* [Requirements]: Can you locate every line in the records below that contains the word "mantel" and copy each one in full?

[Begin]

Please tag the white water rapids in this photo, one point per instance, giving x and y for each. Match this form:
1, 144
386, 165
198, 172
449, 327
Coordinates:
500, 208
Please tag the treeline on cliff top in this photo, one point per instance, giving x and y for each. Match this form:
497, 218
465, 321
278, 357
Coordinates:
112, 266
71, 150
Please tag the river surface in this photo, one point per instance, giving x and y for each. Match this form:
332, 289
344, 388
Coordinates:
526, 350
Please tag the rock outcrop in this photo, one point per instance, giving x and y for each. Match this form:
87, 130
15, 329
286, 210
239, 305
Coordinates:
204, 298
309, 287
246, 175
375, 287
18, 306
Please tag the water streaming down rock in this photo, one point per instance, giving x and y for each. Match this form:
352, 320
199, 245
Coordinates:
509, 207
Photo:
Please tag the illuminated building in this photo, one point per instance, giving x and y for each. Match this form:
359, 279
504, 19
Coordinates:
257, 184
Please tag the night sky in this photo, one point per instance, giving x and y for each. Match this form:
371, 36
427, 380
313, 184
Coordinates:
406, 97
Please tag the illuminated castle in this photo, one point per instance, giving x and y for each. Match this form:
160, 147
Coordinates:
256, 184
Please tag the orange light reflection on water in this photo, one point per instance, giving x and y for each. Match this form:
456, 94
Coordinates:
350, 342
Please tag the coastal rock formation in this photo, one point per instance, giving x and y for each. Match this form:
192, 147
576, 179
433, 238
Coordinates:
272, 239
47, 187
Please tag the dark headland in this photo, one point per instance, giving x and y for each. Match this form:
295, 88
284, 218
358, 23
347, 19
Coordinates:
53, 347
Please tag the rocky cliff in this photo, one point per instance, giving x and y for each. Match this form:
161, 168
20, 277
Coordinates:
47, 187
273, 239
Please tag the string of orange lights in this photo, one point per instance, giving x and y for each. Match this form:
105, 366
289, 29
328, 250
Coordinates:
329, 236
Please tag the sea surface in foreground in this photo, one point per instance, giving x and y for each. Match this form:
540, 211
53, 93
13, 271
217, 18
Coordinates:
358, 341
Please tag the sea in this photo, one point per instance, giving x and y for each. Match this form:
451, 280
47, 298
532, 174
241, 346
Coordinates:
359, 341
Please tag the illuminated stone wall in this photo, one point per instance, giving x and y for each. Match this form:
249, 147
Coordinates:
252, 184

[End]
[Begin]

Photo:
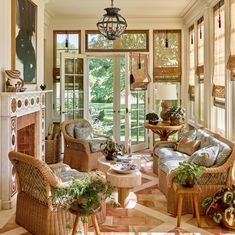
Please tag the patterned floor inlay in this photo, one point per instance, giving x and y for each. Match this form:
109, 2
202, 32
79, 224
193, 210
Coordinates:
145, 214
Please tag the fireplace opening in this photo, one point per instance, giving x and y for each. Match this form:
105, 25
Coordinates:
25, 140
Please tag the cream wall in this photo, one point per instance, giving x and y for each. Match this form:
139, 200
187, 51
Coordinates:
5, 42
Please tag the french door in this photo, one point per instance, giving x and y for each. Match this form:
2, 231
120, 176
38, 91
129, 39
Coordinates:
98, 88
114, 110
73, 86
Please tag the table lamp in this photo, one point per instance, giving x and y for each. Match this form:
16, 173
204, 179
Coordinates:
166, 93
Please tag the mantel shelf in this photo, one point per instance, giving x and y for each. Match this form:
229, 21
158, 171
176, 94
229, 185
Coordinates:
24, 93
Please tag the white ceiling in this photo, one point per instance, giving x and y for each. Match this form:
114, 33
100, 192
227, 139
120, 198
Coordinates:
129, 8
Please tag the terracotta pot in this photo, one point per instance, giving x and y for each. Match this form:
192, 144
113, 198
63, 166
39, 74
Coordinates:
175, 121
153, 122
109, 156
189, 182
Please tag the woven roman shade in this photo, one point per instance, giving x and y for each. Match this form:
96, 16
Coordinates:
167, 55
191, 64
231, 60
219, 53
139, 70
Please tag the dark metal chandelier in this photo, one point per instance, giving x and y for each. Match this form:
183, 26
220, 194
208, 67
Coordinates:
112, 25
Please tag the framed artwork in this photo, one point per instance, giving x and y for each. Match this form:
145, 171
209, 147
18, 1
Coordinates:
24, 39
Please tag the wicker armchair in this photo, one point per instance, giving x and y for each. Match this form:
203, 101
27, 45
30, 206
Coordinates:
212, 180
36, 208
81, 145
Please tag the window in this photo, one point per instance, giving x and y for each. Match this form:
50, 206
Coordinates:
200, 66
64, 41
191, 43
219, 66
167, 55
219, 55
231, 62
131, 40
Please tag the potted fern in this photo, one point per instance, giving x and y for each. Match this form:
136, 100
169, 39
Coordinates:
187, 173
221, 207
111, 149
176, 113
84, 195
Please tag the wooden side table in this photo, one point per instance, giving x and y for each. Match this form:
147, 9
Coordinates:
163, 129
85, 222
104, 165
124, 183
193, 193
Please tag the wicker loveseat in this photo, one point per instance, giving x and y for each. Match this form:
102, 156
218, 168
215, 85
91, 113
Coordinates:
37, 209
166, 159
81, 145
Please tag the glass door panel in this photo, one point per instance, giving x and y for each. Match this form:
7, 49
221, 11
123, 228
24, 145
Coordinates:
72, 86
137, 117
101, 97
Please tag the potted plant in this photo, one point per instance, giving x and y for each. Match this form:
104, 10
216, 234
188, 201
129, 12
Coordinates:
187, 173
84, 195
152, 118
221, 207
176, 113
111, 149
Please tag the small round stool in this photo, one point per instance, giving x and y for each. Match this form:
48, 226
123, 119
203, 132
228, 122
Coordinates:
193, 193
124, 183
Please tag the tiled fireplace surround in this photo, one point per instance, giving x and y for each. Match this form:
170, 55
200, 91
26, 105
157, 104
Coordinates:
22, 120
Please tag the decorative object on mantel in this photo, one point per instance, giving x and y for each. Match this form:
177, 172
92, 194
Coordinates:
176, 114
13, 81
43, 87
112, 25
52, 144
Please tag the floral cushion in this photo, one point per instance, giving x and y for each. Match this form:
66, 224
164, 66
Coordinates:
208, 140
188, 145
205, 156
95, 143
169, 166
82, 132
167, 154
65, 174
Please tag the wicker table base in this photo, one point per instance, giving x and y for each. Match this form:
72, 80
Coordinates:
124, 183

[End]

* [Solution for this exercise]:
Please tag the mantel shelf in this photo, one point per instance, giving x and y for each. Match this form:
Please tag the decorative object on mantel in this photo, one point per instance, giving x and y for each. Match this form:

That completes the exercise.